## Description of the task:
Could you give the material back with every "flow-rate study" swapped for "terrain survey" and nothing else altered?

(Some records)
★ ★ ★ ★ ★
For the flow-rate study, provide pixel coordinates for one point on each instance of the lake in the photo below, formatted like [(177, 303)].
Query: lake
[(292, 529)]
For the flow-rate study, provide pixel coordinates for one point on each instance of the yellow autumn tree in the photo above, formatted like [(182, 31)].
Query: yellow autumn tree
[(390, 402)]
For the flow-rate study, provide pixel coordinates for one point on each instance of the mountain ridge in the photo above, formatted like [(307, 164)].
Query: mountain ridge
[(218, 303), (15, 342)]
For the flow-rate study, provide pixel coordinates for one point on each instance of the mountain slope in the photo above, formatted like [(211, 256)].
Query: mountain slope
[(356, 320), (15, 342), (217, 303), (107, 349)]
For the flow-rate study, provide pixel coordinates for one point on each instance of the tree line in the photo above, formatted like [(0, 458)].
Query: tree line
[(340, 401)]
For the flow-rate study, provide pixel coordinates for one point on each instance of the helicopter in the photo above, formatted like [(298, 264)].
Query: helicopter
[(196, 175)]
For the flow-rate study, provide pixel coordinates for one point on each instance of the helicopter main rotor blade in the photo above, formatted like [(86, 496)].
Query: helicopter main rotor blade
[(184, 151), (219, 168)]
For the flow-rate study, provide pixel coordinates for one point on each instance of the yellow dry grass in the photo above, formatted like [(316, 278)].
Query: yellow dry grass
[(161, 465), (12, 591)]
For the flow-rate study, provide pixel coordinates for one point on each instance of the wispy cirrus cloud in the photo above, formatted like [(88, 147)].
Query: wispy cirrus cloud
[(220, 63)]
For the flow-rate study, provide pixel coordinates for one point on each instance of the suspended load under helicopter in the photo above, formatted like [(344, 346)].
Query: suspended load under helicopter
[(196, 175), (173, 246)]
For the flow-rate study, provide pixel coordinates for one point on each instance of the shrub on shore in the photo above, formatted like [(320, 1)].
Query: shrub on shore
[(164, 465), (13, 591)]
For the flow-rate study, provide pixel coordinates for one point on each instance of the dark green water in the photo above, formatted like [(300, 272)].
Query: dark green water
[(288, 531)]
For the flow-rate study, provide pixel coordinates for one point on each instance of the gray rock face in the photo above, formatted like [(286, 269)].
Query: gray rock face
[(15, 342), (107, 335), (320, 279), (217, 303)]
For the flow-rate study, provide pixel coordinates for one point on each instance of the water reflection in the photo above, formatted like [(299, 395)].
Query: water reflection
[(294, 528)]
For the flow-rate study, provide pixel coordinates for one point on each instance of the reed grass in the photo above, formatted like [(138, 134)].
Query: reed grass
★ ★ ★ ★ ★
## Response:
For the terrain survey, provide pixel coordinates for one point on each instance of the lake in the photo below, formatted like [(177, 303)].
Query: lake
[(292, 529)]
For the terrain survey, provide pixel coordinates for one point on each instance of the yellow autumn tree in the photo above, formatted like [(182, 31)].
Query: yellow autumn tree
[(390, 402)]
For the terrain survey, provide pixel coordinates for one point on each instance of the mountain ridge in the photo above, formatted like [(307, 164)].
Query: mountain ridge
[(218, 303), (15, 342)]
For the terrain survey, provide pixel coordinates for one point on each instance of the mountain slope in the photo above, formatted like [(211, 256)].
Query: mountain slope
[(356, 320), (15, 342), (217, 303), (107, 349)]
For the terrain survey, provide pixel coordinates for one point on each instance of the tree line in the photo above, formatted like [(0, 458)].
Query: tree line
[(340, 401)]
For the terrain survey, provide pixel coordinates for one point on each instance of the helicopter in the photo above, formatted like [(298, 264)].
Query: helicopter
[(196, 175)]
For the terrain survey, provide pixel coordinates for one point on each instance of the helicopter main rotor blade in the photo above, formatted like [(86, 496)].
Query: helicopter main rotor blade
[(184, 151), (219, 168)]
For the terrain survey, provide pixel coordinates for one point on each instance of the yellow dry grass in the photo above, formatted like [(316, 278)].
Query: yellow dry grass
[(161, 465), (12, 591)]
For the terrain survey, provide pixel coordinates for one point on each instance of the wispy cirrus cloud in the photo above, formatted like [(88, 147)].
Query: wispy cirrus cloud
[(220, 63)]
For the terrain survey, provide pixel coordinates for one point on each instance of the suspended load under helicopter in the photo above, formatted like [(344, 346)].
Query: suspended load under helicopter
[(196, 175), (173, 246)]
For the terrain survey, provide pixel coordinates for one point on each instance of the shrub on shore in the photo above, formatted like [(320, 1)].
Query: shrub on shore
[(164, 465), (13, 591)]
For the terrain survey, provide pixel coordinates for one point on each instance of the dark green water in the photo above, formatted like [(300, 272)].
Query: dark green water
[(288, 531)]
For the terrain survey, provide pixel coordinates for one point on each instance of the gray rock face in the photo above, formatted like [(286, 269)].
Query: gray rock face
[(15, 342), (107, 335), (320, 279), (217, 303)]
For the terrain survey, provide pixel coordinates for one point on each instance of the water reflection in the photo above, formatted like [(299, 395)].
Query: water reflection
[(294, 528)]
For the terrain survey, provide pixel coordinates for one point on each instance of the reed grass in the photo above, formatted like [(138, 134)].
Query: reed grass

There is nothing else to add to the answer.